[Stored items]

____________

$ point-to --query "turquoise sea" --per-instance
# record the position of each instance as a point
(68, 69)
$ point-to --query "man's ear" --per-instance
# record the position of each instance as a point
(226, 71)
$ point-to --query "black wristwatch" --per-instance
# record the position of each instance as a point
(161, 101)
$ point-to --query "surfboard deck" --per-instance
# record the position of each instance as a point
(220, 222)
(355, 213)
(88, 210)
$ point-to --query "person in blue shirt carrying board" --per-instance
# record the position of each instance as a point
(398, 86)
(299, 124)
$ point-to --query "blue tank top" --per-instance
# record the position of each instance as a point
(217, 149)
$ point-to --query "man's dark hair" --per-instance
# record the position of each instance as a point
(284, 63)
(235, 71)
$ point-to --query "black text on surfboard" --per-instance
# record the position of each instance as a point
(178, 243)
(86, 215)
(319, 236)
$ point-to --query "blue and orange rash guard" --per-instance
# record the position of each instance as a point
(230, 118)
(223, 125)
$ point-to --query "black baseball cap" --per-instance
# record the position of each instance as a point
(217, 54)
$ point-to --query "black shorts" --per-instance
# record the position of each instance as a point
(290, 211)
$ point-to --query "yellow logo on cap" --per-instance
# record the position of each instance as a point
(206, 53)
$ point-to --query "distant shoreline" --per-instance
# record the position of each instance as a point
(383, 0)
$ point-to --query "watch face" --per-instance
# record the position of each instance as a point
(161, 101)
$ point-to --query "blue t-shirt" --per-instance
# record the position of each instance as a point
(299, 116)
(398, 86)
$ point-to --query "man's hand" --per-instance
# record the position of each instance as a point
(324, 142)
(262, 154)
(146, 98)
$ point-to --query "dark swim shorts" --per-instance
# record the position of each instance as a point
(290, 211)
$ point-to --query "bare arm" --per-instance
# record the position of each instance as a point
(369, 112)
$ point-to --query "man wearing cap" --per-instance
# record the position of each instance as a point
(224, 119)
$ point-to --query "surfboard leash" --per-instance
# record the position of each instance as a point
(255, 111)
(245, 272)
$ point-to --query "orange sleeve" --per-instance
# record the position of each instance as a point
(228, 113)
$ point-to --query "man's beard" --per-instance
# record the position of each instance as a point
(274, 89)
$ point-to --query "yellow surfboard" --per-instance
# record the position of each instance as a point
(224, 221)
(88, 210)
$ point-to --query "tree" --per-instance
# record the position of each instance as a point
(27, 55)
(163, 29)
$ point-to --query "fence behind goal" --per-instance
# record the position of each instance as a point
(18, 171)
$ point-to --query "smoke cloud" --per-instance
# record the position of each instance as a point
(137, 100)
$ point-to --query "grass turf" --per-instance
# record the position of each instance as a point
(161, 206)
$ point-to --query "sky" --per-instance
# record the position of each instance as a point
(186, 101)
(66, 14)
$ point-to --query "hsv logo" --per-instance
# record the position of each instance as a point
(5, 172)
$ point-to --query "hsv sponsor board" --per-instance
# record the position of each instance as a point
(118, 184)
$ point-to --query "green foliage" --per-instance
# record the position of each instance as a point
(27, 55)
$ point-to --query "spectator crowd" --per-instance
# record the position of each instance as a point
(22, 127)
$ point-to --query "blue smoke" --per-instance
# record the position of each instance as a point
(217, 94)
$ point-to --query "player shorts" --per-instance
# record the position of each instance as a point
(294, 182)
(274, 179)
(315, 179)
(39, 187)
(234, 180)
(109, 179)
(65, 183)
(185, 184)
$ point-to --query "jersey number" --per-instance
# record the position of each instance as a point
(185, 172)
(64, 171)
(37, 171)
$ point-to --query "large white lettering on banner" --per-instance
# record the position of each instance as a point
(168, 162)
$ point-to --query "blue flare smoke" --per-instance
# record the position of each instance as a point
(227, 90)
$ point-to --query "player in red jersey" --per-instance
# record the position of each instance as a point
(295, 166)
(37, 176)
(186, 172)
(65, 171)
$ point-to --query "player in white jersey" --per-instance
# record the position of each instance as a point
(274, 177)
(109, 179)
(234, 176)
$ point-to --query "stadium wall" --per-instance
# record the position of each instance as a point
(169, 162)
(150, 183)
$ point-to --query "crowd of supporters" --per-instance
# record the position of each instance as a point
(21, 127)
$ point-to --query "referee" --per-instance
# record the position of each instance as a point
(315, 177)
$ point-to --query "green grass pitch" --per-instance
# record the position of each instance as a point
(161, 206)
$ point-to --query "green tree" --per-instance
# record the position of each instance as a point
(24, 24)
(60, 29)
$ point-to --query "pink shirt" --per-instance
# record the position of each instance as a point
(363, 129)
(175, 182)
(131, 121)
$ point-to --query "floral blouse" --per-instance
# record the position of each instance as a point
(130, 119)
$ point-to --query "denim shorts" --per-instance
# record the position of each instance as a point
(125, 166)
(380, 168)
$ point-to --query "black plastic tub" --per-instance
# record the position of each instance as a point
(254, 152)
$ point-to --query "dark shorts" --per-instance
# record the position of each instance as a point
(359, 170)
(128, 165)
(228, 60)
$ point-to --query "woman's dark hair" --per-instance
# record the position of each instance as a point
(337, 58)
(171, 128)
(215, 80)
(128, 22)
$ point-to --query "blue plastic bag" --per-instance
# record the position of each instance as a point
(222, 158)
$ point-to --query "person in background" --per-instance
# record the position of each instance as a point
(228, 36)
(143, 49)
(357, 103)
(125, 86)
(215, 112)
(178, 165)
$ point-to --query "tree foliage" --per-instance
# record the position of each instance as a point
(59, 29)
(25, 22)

____________

> **Your instructions**:
Once more, print all the records exactly.

> **Solved exercise**:
$ point-to --query "turquoise sea" --per-instance
# record the position of each instance as a point
(68, 69)
$ point-to --query "man's ear" --per-instance
# record the position of each instance as a point
(226, 71)
$ point-to --query "black wristwatch" --per-instance
# record the position of each instance as a point
(161, 101)
$ point-to --query "surfboard deck" --per-instance
# record the position of each instance as a point
(220, 222)
(355, 213)
(88, 210)
$ point-to --query "person in blue shirt carrying board" --per-instance
# record the position of each instance as a point
(398, 86)
(299, 124)
$ point-to --query "blue tank top" --per-instance
# record the position of each instance as a point
(217, 149)
$ point-to --query "man's dark hair" --per-instance
# record the position of each instance as a point
(284, 63)
(235, 71)
$ point-to --query "black text on surfboard" --per-instance
# record the position of each instance as a point
(178, 243)
(86, 215)
(319, 236)
$ point-to --query "blue and orange rash guard" --per-instance
# record the position of each instance as a point
(230, 118)
(223, 125)
$ point-to --query "black baseball cap" --per-instance
# record the position of each instance as a point
(217, 54)
$ point-to --query "black shorts" --per-instance
# record the position of each instance as a point
(290, 211)
$ point-to --query "yellow logo on cap" --per-instance
# record the position of each instance as a point
(206, 53)
$ point-to --query "distant shoreline" --per-instance
# record the position of each instance as a point
(383, 0)
$ point-to --query "watch face" --per-instance
# record the position of each instance as a point
(161, 101)
$ point-to --query "blue t-shirt" --per-instance
# record the position of each instance as a point
(299, 116)
(398, 86)
$ point-to --query "man's hand" --per-instance
# record the position of each instance as a point
(324, 142)
(262, 154)
(146, 98)
$ point-to --query "dark swim shorts" --per-instance
# record the position of each instance as a point
(290, 211)
$ point-to --query "bare arm" --per-instance
# record the position of each instance as a point
(369, 112)
$ point-to --query "man wearing cap" --per-instance
# record the position of each instance as a point
(224, 119)
$ point-to --query "surfboard leash" --per-instance
# record the position of each instance as a point
(255, 111)
(245, 272)
$ point-to --query "orange sleeve" --per-instance
# record the position of each instance as a point
(228, 113)
$ point-to --query "man's beard" --per-instance
# record the position of each instance as a point
(274, 89)
$ point-to --query "yellow surfboard" --per-instance
# record the position of each instance as a point
(224, 221)
(88, 210)
$ point-to --query "tree" --per-instance
# record the position of each instance as a point
(27, 55)
(163, 29)
$ point-to --query "fence behind goal" --per-instance
# record the position of each instance as a point
(18, 171)
$ point-to --query "smoke cloud" --per-instance
# record the position of each instance as a point
(137, 100)
$ point-to --query "grass turf" --per-instance
# record the position of each instance as a point
(161, 206)
$ point-to --query "sky" --per-instance
# record the position of each instance as a point
(186, 101)
(66, 14)
$ point-to --query "hsv logo" --per-instance
# record the position of each instance as a point
(5, 172)
$ point-to --query "hsv sponsor board" --per-instance
# record the position of each instance as a point
(118, 184)
$ point-to --query "green foliage" --per-instance
# record the position of each instance as a point
(27, 55)
$ point-to --query "spectator crowd" --per-instance
# record the position of each instance as a point
(22, 127)
$ point-to --query "blue smoke" --per-instance
# record the position of each instance as a point
(217, 94)
$ point-to --query "player shorts" --per-instance
# record the position of each instance as a point
(294, 182)
(274, 179)
(315, 179)
(39, 187)
(234, 180)
(109, 179)
(65, 183)
(185, 184)
$ point-to --query "jersey number" --per-instance
# record the position of each instance as a point
(185, 172)
(64, 171)
(37, 171)
$ point-to --query "large white lettering on banner" --per-instance
# record the position of each instance as a point
(168, 162)
$ point-to --query "blue flare smoke" --per-instance
# record the position of each instance as a point
(227, 90)
$ point-to --query "player in red jersey" --per-instance
# record the position of each instance as a point
(295, 166)
(37, 176)
(186, 172)
(65, 171)
$ point-to --query "player in white jersey" --per-instance
# record the position of each instance as a point
(274, 177)
(109, 179)
(234, 176)
$ point-to --query "stadium wall" --per-instance
# record the position of each instance as a point
(169, 162)
(150, 183)
$ point-to --query "crowd of supporters" --per-instance
# record the position of each instance as a point
(21, 127)
$ point-to --query "referee" --per-instance
# record the position of each instance as a point
(315, 177)
$ point-to --query "green grass pitch" --per-instance
# record the position of each instance as a point
(161, 206)
$ point-to --query "green tree" --per-instance
# record the position of each instance as a point
(24, 24)
(60, 29)
$ point-to --query "pink shirt" --per-instance
# record the position of each instance as a point
(363, 129)
(175, 182)
(131, 121)
$ point-to --query "floral blouse" --per-instance
# record the position of each instance as a point
(130, 119)
$ point-to --query "denim shorts" --per-instance
# record the position of each instance as a point
(125, 166)
(380, 168)
$ point-to --query "black plastic tub" --per-instance
# record the position of each instance as a point
(254, 152)
$ point-to --query "dark shorts" --per-instance
# record the position of each instance as a point
(359, 170)
(128, 165)
(228, 60)
$ point-to --query "woman's dark hair" --per-instance
# record the position of each instance as a point
(337, 58)
(171, 128)
(215, 80)
(128, 22)
$ point-to --query "blue plastic bag" --per-instance
# record the position of each instance as a point
(222, 158)
$ point-to --query "person in background" --per-instance
# record the position of each instance as a point
(228, 36)
(143, 49)
(357, 103)
(125, 86)
(215, 112)
(178, 165)
$ point-to --query "tree foliage" --per-instance
# record the position of each instance as a point
(59, 29)
(25, 22)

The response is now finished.